▶ _Document source_
= = = =

Manifestation lors d'un rassemblement appelant à une candidature jointe de la gauche entre les candidats à la présidentielle Benoit Hamon et Jean-Luc Mélenchon à Paris le 1er avril 2017. THOMAS SAMSON / AFP

L’histoire de la France contemporaine peut se lire à divers prismes, mais l’un des plus pertinents est celui des relations tumultueuses entre le peuple et les élites. Sur le temps long qui va de la Révolution de 1789 à aujourd’hui les moments de communion entre celles-ci et celui-là sont rares : la Fête de la Fédération de 1790 (ancêtre du 14 juillet actuel), les Trois Glorieuses de 1830, le printemps 1848, l’Union Sacrée de 1914, le gouvernement Poincaré de 1926 à 1928, le retour au pouvoir du général de Gaulle en 1958.

= = = =

▶ _Liste des données_
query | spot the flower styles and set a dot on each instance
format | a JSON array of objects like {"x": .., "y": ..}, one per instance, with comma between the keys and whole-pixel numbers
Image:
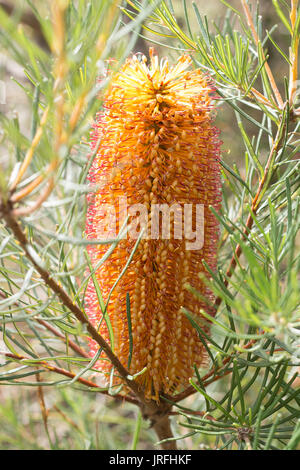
[{"x": 159, "y": 151}]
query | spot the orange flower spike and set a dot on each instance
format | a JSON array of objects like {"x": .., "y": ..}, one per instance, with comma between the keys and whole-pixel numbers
[{"x": 158, "y": 149}]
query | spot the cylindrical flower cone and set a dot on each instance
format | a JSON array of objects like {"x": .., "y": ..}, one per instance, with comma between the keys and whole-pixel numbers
[{"x": 158, "y": 164}]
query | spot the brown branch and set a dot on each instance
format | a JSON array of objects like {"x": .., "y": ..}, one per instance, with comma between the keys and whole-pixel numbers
[
  {"x": 66, "y": 373},
  {"x": 6, "y": 210}
]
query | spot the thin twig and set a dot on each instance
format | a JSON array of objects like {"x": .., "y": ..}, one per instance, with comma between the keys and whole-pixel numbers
[
  {"x": 66, "y": 373},
  {"x": 266, "y": 65},
  {"x": 14, "y": 226},
  {"x": 254, "y": 208}
]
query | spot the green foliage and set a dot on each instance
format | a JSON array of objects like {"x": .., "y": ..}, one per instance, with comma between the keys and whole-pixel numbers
[{"x": 248, "y": 396}]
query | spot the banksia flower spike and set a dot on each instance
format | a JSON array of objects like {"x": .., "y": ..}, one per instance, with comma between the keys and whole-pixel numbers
[{"x": 158, "y": 162}]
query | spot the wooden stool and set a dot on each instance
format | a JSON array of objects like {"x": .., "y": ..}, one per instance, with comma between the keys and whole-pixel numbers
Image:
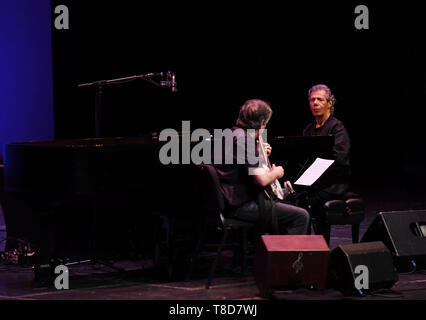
[{"x": 344, "y": 212}]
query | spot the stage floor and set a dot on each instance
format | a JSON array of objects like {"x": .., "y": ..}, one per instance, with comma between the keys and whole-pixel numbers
[{"x": 140, "y": 281}]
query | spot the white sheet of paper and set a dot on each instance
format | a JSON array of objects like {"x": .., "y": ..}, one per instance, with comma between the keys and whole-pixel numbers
[{"x": 314, "y": 172}]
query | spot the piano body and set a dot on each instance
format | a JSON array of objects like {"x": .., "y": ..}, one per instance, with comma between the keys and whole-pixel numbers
[{"x": 84, "y": 198}]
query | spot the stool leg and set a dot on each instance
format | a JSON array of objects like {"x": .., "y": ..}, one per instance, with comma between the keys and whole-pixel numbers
[
  {"x": 327, "y": 232},
  {"x": 355, "y": 233}
]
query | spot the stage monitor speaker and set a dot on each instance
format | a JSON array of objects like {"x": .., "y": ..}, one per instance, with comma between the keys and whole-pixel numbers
[
  {"x": 404, "y": 233},
  {"x": 291, "y": 261},
  {"x": 375, "y": 256}
]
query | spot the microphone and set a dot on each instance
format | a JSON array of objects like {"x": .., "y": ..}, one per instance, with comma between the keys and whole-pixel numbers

= = = =

▶ _Consigne 1_
Répondez à ces questions sur le document source :
(a) D'après la légende, à quelle date le rassemblement à Paris a-t-il eu lieu ?
(b) De quelle fête actuelle la Fête de la Fédération de 1790 est-elle présentée comme l'ancêtre ?
(c) Sur quelles années s'étend le gouvernement Poincaré cité ?
▶ _Consigne 2_
Pouvez-vous reprendre le texte sur les relations entre le peuple et les élites en France à la suite de sa dernière phrase ?

▶ _Réponse 1_
(a) Le 1er avril 2017.
(b) Du 14 juillet.
(c) De 1926 à 1928.

▶ _Réponse 2_
Encore faut-il même préciser que dans chacun de ces cas, il y a, au sein du peuple d’une part et des élites de l’autre, des rétifs, des exclus et des boucs émissaires qui empêchent de parler d’une unanimité totale, successivement pour les secondes les émigrés, les légitimistes, les guizotistes (partisans de François Guizot, principal ministre de Louis-Philippe), les pacifistes, les hommes du Cartel des gauches (la coalition de gauche qui a gagné les élections législatives de 1924), les dirigeants de la Quatrième République…

Sur ce tableau de 1844 représentant le Conseil des ministres du 15 août 1842, le peintre Claudius Jacquand représenta Guizot debout, à gauche, derrière le roi auquel Soult présente la loi de Régence. Claudius Jacquand

En outre, ces rares « moments » suivent de graves crises : celle de la monarchie absolue dans les années 1780, la crispation réactionnaire sous Charles X, la crise économique et sociale et l’aveuglement de Louis-Philippe et de son principal ministre Guizot dans les années 1840, l’entrée incertaine dans la Grande Guerre, la sortie douloureuse de celle-ci, la crise de la IVe République et la guerre d’Algérie.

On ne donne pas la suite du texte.